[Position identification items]
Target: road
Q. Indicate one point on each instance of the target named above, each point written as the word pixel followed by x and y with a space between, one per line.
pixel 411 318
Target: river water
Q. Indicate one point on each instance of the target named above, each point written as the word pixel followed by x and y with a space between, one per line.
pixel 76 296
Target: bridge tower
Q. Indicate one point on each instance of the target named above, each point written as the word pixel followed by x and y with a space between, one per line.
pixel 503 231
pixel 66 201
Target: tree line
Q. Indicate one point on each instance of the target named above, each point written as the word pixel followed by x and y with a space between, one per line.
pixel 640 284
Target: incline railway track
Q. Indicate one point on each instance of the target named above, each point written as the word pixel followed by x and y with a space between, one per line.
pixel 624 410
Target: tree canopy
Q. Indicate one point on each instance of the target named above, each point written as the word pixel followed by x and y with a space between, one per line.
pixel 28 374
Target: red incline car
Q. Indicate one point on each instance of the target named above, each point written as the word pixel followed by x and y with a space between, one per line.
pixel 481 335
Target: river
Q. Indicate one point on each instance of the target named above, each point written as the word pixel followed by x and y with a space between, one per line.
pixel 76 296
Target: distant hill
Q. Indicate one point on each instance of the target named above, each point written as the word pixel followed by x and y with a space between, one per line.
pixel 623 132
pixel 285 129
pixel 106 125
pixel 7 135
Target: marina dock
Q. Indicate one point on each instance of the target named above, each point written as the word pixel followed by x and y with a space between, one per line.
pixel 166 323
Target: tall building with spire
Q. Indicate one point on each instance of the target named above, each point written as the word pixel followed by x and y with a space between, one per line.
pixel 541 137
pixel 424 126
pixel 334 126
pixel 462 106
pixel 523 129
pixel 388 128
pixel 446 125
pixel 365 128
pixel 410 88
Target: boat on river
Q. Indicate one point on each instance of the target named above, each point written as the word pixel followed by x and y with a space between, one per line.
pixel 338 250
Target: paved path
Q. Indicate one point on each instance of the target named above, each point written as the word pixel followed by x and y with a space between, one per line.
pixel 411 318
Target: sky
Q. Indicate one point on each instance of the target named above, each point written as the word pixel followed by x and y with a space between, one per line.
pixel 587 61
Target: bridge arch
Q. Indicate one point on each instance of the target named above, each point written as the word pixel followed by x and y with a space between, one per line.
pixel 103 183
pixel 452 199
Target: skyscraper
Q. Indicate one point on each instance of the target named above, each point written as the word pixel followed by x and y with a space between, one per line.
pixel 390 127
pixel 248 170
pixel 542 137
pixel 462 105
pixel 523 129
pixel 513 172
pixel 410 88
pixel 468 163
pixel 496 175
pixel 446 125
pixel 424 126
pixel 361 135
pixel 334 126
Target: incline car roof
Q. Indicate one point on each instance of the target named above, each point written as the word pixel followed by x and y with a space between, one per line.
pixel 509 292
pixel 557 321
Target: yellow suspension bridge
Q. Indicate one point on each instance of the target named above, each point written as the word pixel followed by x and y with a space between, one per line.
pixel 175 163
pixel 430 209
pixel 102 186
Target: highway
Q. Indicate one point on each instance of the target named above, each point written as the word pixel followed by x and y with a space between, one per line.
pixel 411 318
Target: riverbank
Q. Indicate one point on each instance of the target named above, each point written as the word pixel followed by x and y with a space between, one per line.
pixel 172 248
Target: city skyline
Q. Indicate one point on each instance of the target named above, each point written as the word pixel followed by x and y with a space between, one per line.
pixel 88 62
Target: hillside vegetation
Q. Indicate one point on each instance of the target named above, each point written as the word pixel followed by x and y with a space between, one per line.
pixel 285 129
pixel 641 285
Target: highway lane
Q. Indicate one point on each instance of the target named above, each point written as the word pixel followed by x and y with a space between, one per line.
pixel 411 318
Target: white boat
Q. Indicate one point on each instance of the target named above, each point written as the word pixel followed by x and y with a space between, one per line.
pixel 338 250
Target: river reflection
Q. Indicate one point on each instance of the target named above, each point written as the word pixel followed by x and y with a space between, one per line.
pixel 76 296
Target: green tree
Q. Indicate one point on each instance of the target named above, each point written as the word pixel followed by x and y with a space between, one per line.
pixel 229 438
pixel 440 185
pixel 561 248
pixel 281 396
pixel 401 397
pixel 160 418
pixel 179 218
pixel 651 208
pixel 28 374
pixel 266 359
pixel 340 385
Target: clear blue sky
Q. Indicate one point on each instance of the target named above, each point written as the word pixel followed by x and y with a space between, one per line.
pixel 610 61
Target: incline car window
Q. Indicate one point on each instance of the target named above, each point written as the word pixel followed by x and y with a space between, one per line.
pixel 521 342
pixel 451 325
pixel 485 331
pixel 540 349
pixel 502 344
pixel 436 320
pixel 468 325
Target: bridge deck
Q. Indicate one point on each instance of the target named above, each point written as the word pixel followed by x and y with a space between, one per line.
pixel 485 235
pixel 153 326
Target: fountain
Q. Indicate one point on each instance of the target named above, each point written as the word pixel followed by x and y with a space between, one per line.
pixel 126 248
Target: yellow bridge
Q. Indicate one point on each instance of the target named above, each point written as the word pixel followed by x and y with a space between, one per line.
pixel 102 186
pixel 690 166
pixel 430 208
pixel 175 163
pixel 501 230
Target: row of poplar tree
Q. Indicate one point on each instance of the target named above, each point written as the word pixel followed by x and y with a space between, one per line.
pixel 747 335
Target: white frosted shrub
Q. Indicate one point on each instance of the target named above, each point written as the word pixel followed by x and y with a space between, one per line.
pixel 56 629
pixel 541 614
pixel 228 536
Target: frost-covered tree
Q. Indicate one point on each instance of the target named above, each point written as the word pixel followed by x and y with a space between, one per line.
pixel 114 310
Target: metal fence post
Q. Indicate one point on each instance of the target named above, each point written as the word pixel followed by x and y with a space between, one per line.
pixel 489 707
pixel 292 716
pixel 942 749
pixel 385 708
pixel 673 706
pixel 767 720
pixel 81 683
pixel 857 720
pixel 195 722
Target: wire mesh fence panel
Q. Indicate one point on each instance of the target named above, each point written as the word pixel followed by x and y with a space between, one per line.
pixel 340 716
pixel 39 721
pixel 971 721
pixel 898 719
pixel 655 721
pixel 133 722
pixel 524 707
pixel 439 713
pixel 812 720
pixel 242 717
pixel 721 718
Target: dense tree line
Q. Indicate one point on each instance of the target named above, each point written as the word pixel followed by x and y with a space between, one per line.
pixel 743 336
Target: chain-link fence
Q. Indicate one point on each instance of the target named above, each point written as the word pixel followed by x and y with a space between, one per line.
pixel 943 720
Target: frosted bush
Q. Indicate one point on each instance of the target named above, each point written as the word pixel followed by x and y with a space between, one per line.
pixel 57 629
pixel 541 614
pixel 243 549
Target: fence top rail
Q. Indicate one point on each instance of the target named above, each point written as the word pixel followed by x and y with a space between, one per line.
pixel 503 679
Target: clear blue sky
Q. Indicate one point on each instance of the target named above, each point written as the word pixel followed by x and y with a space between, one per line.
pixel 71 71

- YOUR TASK:
Reproduce all of the items above verbatim, keeping every line unchanged and in its original order.

- EXERCISE OUTPUT:
Target: road
Q. Indicate one point on each instance of the target named above, each point written as the word pixel followed by x and y with a space between, one per line.
pixel 411 318
Target: river water
Q. Indicate one point on each instance of the target named above, each point written as the word pixel followed by x and y with a space between, one per line.
pixel 76 296
Target: bridge tower
Q. Indicate one point on each instance of the target named above, each point written as the word pixel followed by x and y with a space between, one per line.
pixel 503 231
pixel 66 201
Target: tree line
Q. Indicate one point on each instance of the target named above, each point written as the word pixel followed by x and y with a space between, one per line.
pixel 640 284
Target: incline railway track
Q. Indicate one point on each instance of the target named above, each point written as the word pixel followed by x and y with a space between, one per line.
pixel 624 410
Target: tree canopy
Q. Indicate one point on each instance of the target named above, each point written as the word pixel followed by x and y with a space between, one per line.
pixel 28 374
Target: red incline car
Q. Indicate one point on each instance of the target named above, each point written as the word pixel followed by x and y with a space between, one per line.
pixel 481 335
Target: river
Q. Indicate one point on each instance of the target named above, each point written as the word pixel followed by x and y with a space between, one per line.
pixel 76 296
Target: distant hill
Q. Indicate one point on each instance of the target named above, each point written as the word pixel followed by x and y with a space between, one per line.
pixel 623 132
pixel 285 129
pixel 106 125
pixel 7 135
Target: marina dock
Q. Indicate one point on each instance of the target named above, each point written as the word pixel followed by x and y with a space between, one per line.
pixel 166 323
Target: tall building with spire
Q. Indicate one point on each instance of the target named above, each point written as the word pixel followed by x and y with a space between, one per line.
pixel 541 137
pixel 424 126
pixel 334 126
pixel 462 106
pixel 523 129
pixel 388 128
pixel 446 125
pixel 365 128
pixel 410 88
Target: boat on river
Q. Indicate one point on each instance of the target named above, each point written as the word pixel followed by x and y with a space between, one per line.
pixel 338 250
Target: paved path
Q. Indicate one point on each instance of the target named above, each point written as the word pixel followed by x and y with a space between, one per line.
pixel 411 318
Target: sky
Q. Indicate one point on each instance of the target named above, each point written as the word pixel followed by x and y with a space between, one per line.
pixel 587 61
Target: bridge arch
Q. Indicate one point on each instance of the target named above, each point written as the word pixel followed by x and y with a space between, one per line.
pixel 103 183
pixel 452 199
Target: skyscraper
Q. Indicate one point on each instance of the target named above, each point written as the word pixel followed by x and y with a space between, one per line.
pixel 390 127
pixel 248 170
pixel 542 137
pixel 462 105
pixel 523 129
pixel 513 172
pixel 410 88
pixel 468 163
pixel 496 175
pixel 446 125
pixel 424 126
pixel 361 135
pixel 334 126
Target: incline car roof
Q. Indicate one point on each instance of the target named above, each point written as the word pixel followed by x and y with a space between, one per line.
pixel 509 292
pixel 557 321
Target: yellow suspension bridge
Q. Indicate one point on each instance of the target named above, each point written as the word pixel followed by x and y with a space between, one per line.
pixel 175 163
pixel 430 209
pixel 102 186
Target: highway
Q. Indicate one point on each instance of the target named above, each point written as the word pixel followed by x and y with a space between, one per line.
pixel 411 318
Target: riverbank
Q. Indicate one point on each instance of the target named above, each point written as the word pixel followed by x and y with a space between, one per line.
pixel 172 248
Target: city skyline
Q. Indicate one point on each instance of the target named above, each point written as the word pixel followed by x and y with a space between, one per line.
pixel 88 62
Target: hillside vegetation
Q. Indicate one point on each instance of the target named above, each point written as the word pixel followed by x and y with a space between, one per line.
pixel 285 129
pixel 641 285
Target: highway lane
Q. Indicate one point on each instance of the target named above, each point written as the word pixel followed by x and y with a space between, one per line.
pixel 411 318
Target: white boat
Q. Indicate one point on each instance of the target named above, each point written as the word pixel followed by x and y with a space between, one per line.
pixel 338 250
Target: river reflection
Q. Indicate one point on each instance of the target named above, each point written as the word pixel followed by x and y with a space between, one per line.
pixel 76 296
Target: green tree
Q. Indicate one point on each instance of the target named above, each point written as the word pixel followed by x and y with a space between, one per line.
pixel 229 438
pixel 440 185
pixel 561 248
pixel 281 396
pixel 401 397
pixel 160 418
pixel 179 218
pixel 651 208
pixel 28 374
pixel 266 359
pixel 340 385
Target: clear blue sky
Q. Indicate one point on each instance of the target named above, each point written as the word pixel followed by x and y with a space between, one per line.
pixel 610 61
Target: incline car window
Q. Indicate one point on each instance of the target named above, each point written as the word pixel followed by x and y with a space between, one per line.
pixel 521 342
pixel 451 325
pixel 485 331
pixel 540 349
pixel 502 344
pixel 436 320
pixel 468 325
Target: bridge deck
Q. Indicate one point on each instance of the target named above, each point written as the word pixel followed by x and y with a space between, one per line.
pixel 485 235
pixel 153 326
Target: fountain
Q. Indicate one point on each instance of the target named above, each point written as the word pixel followed by x and y with a space between, one per line.
pixel 126 248
Target: yellow bridge
Q. Indicate one point on each instance of the target named above, each point written as the word pixel followed by x and y with a space between, one per line.
pixel 102 186
pixel 690 166
pixel 430 208
pixel 175 163
pixel 501 230
Target: row of poplar tree
Q. Indicate one point on each instance of the target named above, each point written as the word pixel followed by x and y with a space between, one per line.
pixel 747 335
Target: white frosted shrub
Q. Indicate one point on each instance of the target named above, each point written as the word pixel followed by x and y with a space between, one per line.
pixel 56 629
pixel 541 614
pixel 228 536
Target: frost-covered tree
Q. Indicate one point on each instance of the target named above, each point written as the word pixel followed by x and y with a space between, one per line.
pixel 114 310
Target: metal fence post
Q. Indicate one point on each instance of the target named above, each point written as the word pixel followed by x and y with a space between, one per line.
pixel 489 707
pixel 292 716
pixel 942 749
pixel 385 708
pixel 673 706
pixel 767 720
pixel 81 683
pixel 857 720
pixel 195 722
Target: wire mesh fence panel
Q. Indicate one point on each instance of the target named above, each point written as the word pixel followed by x and y with a space between, one per line.
pixel 340 716
pixel 39 721
pixel 971 721
pixel 898 719
pixel 655 721
pixel 133 722
pixel 524 707
pixel 439 713
pixel 812 720
pixel 242 717
pixel 721 718
Target: dense tree line
Q. Indicate one point on each instance of the target named above, each point written as the word pixel followed by x and y with a space between, one per line.
pixel 743 336
Target: chain-link fence
Q. Indicate one point on each instance of the target named above, each point written as the word pixel followed by x and y with a space between, one per line.
pixel 943 720
Target: frosted bush
Q. Indicate one point on each instance of the target named above, each point written as the word pixel followed by x and y with a space between, one per line.
pixel 57 629
pixel 541 614
pixel 243 549
Target: fence top rail
Q. Indicate one point on each instance of the target named above, each point written as the word pixel followed by x and y with a space between, one per line.
pixel 503 679
Target: clear blue sky
Q. Indicate one point on each instance of the target named above, each point written as the word pixel followed by x and y with a space between, one per line.
pixel 71 71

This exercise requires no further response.